=== Given problem ===
Extend the article on beginner mistakes in video game HUDs, picking up right after its final sentence.

=== Article ===
◇ ◇ ◇
7 Obvious Beginner Mistakes in your Video Game’s HUD (from a UI UX Art Director)

7 OBVIOUS BEGINNER MISTAKES IN YOUR VIDEO GAME HUD

7 OBVIOUS BEGINNER MISTAKES IN YOUR VIDEO GAME HUD

GAME UI DESIGN COURSE

FIRST EDITION

A videogame’s UI and UX has an immediate and lasting impact on gameplay, production, and the bottom-line. So… where are all the guides and best-practices for the most important Art in the entire game for the up-and-coming UI Artist? Shouldn’t there be a primer somewhere? Some kind of shorthand? Don’t worry, I’ve got you covered with seven ways in which you are messing up your game’s HUD… and hopefully how to fix them (?).
◇ ◇ ◇
=== Given data ===

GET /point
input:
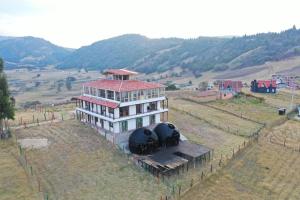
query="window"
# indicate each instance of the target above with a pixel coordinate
(124, 96)
(149, 94)
(152, 106)
(86, 90)
(124, 111)
(134, 95)
(93, 91)
(111, 110)
(101, 93)
(124, 126)
(110, 94)
(103, 110)
(139, 108)
(152, 119)
(139, 122)
(117, 96)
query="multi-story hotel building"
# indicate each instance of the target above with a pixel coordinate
(120, 104)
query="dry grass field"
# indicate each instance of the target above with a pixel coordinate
(80, 164)
(281, 99)
(249, 107)
(42, 85)
(14, 182)
(264, 171)
(287, 134)
(42, 114)
(222, 120)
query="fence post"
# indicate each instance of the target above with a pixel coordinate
(192, 182)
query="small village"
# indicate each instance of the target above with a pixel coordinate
(149, 100)
(149, 126)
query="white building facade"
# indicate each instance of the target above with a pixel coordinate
(118, 104)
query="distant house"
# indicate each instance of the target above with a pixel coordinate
(229, 88)
(263, 86)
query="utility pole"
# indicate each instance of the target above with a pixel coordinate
(293, 94)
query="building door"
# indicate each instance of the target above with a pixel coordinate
(102, 123)
(152, 119)
(139, 122)
(124, 126)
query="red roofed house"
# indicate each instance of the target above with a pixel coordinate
(229, 88)
(264, 86)
(119, 104)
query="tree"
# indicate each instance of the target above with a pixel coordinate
(7, 110)
(203, 86)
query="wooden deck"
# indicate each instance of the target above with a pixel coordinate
(167, 161)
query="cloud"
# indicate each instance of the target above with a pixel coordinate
(75, 23)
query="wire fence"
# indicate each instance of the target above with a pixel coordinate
(207, 170)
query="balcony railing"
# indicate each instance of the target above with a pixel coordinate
(112, 116)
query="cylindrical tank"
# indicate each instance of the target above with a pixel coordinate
(143, 141)
(167, 134)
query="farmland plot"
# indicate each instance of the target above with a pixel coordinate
(80, 164)
(224, 121)
(264, 171)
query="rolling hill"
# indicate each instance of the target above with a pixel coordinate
(142, 54)
(30, 52)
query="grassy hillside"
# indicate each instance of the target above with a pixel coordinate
(30, 52)
(197, 55)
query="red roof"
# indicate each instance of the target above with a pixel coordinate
(98, 101)
(120, 72)
(266, 83)
(122, 86)
(234, 85)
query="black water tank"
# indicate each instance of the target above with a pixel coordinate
(167, 134)
(143, 141)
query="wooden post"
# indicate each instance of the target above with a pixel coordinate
(39, 185)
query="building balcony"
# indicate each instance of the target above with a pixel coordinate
(112, 118)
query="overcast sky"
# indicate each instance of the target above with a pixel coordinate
(74, 23)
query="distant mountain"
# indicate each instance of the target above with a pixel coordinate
(30, 52)
(198, 55)
(121, 51)
(219, 54)
(140, 53)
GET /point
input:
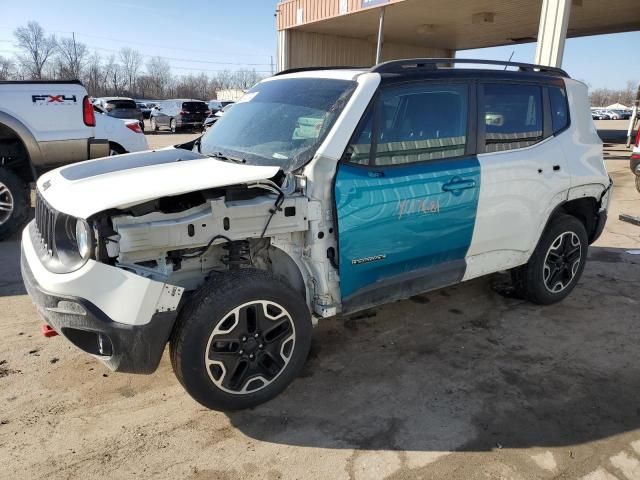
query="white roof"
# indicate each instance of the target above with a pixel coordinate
(617, 106)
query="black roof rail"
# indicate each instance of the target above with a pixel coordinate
(397, 66)
(55, 82)
(311, 69)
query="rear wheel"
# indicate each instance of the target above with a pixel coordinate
(241, 340)
(556, 264)
(14, 203)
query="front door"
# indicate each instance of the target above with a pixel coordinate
(406, 194)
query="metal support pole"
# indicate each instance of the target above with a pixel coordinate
(380, 36)
(552, 32)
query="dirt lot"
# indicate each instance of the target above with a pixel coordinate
(462, 383)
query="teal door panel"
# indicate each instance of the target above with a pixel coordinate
(397, 220)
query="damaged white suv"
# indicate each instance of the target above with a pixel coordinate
(322, 192)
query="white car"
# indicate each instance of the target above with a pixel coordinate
(125, 136)
(323, 192)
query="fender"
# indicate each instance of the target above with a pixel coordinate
(28, 140)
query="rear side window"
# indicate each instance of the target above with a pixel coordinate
(414, 123)
(559, 109)
(194, 106)
(512, 116)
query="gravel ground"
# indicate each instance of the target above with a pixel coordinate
(460, 383)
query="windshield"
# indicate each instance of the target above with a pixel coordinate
(279, 122)
(121, 104)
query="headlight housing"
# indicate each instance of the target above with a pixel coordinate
(64, 243)
(73, 243)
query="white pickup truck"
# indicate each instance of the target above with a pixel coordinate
(43, 125)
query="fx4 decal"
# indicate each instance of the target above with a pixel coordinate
(53, 99)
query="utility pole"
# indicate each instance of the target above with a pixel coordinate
(76, 68)
(380, 36)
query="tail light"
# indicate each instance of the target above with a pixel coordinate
(88, 117)
(135, 127)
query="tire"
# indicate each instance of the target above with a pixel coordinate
(555, 267)
(14, 203)
(206, 343)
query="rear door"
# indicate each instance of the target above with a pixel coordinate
(524, 172)
(406, 193)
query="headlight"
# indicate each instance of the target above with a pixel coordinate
(73, 244)
(83, 238)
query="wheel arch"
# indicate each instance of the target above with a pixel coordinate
(584, 209)
(284, 265)
(21, 132)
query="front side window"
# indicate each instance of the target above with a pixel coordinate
(559, 109)
(512, 116)
(414, 123)
(279, 122)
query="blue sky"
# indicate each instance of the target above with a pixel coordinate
(210, 36)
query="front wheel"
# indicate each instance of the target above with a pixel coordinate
(556, 264)
(241, 340)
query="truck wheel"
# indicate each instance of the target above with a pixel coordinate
(14, 203)
(241, 339)
(556, 264)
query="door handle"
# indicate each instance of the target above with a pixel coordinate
(456, 184)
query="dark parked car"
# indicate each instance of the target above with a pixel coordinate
(215, 116)
(121, 107)
(179, 114)
(144, 108)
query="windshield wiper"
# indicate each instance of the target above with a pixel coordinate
(222, 156)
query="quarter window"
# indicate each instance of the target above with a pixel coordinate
(559, 110)
(512, 116)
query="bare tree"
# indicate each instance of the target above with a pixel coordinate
(94, 75)
(159, 73)
(244, 79)
(131, 62)
(36, 48)
(71, 56)
(114, 75)
(7, 68)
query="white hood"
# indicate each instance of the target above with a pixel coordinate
(86, 188)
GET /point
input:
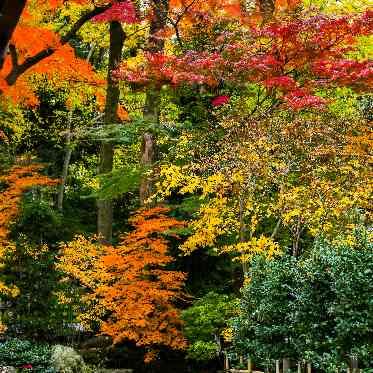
◇ ◇ ◇
=== Task output ===
Oh, you may notice as we talk that there aren’t a whole lot of real-world visual examples. That’s because, as a matter of principle and professional curtesy, I never feature another professional’s work in the negative. I’d be mortified if anyone used my work in the black-and-white part of the infomercial, and I’d like to presume that dignity has been extended to me for decades… because I’ve made some real stinkers in the past. So, as a matter of ethical blogging, no examples of terrible videogame HUD design.

What makes a Bad HUD in videogames FF Dissidia
Alright, maybe one *universal* example of "Come on, guys..."

7 OBVIOUS BEGINNER MISTAKES IN YOUR VIDEO GAME HUD

MISTAKE #1

YOU PUT WAY TOO MUCH ON SCREEN

If you are adding more confusion than clarity, you’re not providing much in the “Heads-Up” department. Let’s try a more tempered approach to throwing in the Kitchen Sink.

 

Some information can be opt-in; informing the player only as they need to know it. For example: shop prices that are inset on buy buttons, click-and-hold commands to read a full note rather than a snippet, complicated weapon stats distilled to a singular DPS value for rapid decision-making, etc. All information can be “rounded down”.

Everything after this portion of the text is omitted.